WORK TO DO –
[1] Repeat the stretch of the media marketing passage from "What got me" through "they sustain success.", swapping "Thursday nights" for "Tuesday nights".
[2] In the media marketing passage, who taught the Media Marketing class?

What got me interested in Media Marketing? I can’t quite put my finger on it. I love movies. I love television. I love to read a good magazine. Also, movie stars and entertainers generally intrigue me. So last semester I told myself to go ahead and take a class in something that I like for a change. And there I was, sitting in a classroom on Thursday nights getting ready to analyze why media properties, such as Superman and Seinfeld, have become hits and how an integrated marketing process ensures they sustain success.

Just what makes a media property a hit? How does it become successful and how does it sustain that success not through just one season, but across generations who have a totally different perception of the property? The following five ideas that I picked up in Professor Bobby Calder’s Media Marketing class are essential in attempting to answer these questions. They provide an excellent framework and point of reference for someone interested in pursuing a career in the media.

Concept
The concept of a media property is its founding stone. The concept is not only a simple description of the property, but also a roadmap for the property to utilize as it crosses media. The concept is the basic description of what is going on and why. It can be short sentence, like in Seinfeld, “a show about nothing,” or it could have a deeper and more profound description that describes in detail what will happen and who the main characters are. However, the concept does not have to be explicit. It could imply an idea, like relaxation or escape. Country Living is a magazine whose implicit concept is just that — a place that does not exist in my hectic world, and a place where I can go to get away from it all.

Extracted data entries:
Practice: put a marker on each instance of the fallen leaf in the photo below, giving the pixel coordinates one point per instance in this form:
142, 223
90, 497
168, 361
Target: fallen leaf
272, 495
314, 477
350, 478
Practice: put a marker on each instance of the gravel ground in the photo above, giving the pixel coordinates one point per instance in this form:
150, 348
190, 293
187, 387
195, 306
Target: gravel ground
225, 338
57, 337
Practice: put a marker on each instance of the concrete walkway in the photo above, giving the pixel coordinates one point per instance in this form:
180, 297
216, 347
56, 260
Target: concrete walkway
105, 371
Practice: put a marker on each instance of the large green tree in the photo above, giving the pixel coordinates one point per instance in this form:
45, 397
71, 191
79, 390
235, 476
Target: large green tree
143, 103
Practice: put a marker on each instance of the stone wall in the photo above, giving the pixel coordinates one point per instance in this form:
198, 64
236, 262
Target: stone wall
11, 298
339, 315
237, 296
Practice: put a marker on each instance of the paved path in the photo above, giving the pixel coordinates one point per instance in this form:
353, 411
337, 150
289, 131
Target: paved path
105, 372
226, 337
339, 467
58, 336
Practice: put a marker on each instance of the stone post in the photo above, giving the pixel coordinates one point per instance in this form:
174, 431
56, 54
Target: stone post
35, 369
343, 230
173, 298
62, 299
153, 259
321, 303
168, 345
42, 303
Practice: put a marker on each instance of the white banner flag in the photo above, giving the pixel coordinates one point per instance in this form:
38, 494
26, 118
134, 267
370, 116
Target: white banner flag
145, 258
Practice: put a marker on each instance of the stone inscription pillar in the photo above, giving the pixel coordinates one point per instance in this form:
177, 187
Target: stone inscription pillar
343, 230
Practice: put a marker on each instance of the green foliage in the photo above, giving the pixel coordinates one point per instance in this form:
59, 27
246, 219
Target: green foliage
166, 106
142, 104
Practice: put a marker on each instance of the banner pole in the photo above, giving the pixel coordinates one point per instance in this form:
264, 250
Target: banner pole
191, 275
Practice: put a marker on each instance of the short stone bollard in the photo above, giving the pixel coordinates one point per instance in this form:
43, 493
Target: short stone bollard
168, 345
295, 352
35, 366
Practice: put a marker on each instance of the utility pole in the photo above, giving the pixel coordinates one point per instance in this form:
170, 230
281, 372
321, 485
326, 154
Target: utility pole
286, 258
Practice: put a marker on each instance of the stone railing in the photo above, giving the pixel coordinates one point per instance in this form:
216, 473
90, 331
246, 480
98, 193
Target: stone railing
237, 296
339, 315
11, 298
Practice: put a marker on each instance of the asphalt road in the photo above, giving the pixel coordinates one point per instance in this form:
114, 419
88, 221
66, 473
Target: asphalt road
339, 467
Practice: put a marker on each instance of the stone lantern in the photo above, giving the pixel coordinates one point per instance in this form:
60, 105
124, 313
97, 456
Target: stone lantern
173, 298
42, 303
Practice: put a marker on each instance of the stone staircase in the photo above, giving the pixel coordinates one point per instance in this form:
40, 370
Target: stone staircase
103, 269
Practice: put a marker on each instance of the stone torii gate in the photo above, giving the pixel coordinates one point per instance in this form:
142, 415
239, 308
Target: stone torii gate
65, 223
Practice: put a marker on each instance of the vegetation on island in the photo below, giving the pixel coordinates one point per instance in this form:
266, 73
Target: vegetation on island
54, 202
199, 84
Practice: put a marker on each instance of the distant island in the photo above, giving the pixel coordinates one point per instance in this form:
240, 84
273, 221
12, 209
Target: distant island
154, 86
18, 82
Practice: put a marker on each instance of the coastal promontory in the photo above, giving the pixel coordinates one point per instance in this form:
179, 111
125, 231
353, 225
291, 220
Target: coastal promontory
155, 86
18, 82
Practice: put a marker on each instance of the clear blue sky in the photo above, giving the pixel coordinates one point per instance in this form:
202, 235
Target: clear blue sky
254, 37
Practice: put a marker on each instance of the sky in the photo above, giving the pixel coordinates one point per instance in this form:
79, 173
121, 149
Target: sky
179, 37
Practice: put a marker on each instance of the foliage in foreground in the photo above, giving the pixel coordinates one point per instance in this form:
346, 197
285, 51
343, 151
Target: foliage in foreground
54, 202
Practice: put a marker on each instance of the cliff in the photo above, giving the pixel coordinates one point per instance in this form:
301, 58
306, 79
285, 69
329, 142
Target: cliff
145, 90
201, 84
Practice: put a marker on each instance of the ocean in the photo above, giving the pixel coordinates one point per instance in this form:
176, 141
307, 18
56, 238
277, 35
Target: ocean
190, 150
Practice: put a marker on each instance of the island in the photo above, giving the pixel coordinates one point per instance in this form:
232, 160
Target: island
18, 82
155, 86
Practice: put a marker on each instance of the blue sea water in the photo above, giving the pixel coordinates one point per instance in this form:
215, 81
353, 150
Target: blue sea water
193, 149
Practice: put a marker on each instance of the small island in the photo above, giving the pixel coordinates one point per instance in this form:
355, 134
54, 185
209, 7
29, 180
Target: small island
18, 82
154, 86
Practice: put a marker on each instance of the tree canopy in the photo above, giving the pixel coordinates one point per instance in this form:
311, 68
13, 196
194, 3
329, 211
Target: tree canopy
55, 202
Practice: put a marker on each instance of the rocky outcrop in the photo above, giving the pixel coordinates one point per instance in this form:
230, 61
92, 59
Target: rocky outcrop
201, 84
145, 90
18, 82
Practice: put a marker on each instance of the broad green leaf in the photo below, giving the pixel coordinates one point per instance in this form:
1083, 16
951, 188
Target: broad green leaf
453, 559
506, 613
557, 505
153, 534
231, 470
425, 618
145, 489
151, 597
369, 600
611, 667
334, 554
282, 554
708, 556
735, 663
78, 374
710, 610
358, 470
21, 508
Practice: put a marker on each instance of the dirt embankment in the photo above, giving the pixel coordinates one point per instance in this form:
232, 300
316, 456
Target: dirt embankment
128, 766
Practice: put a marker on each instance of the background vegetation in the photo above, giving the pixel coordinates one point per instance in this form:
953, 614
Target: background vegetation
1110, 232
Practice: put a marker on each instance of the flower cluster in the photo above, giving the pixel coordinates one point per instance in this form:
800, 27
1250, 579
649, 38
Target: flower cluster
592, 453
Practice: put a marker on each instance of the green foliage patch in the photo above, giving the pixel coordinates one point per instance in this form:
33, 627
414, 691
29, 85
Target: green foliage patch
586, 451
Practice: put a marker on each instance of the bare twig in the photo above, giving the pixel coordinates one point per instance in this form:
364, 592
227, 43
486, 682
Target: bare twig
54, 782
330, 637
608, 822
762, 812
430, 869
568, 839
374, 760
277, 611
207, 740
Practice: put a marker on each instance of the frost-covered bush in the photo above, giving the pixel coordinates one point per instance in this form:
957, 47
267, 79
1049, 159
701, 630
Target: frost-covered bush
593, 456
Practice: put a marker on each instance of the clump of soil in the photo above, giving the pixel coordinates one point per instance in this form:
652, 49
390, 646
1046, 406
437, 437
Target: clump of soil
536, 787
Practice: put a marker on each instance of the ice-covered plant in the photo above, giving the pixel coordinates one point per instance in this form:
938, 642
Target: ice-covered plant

SET OF ANSWERS –
[1]
What got me interested in Media Marketing? I can’t quite put my finger on it. I love movies. I love television. I love to read a good magazine. Also, movie stars and entertainers generally intrigue me. So last semester I told myself to go ahead and take a class in something that I like for a change. And there I was, sitting in a classroom on Tuesday nights getting ready to analyze why media properties, such as Superman and Seinfeld, have become hits and how an integrated marketing process ensures they sustain success.

[2] Professor Bobby Calder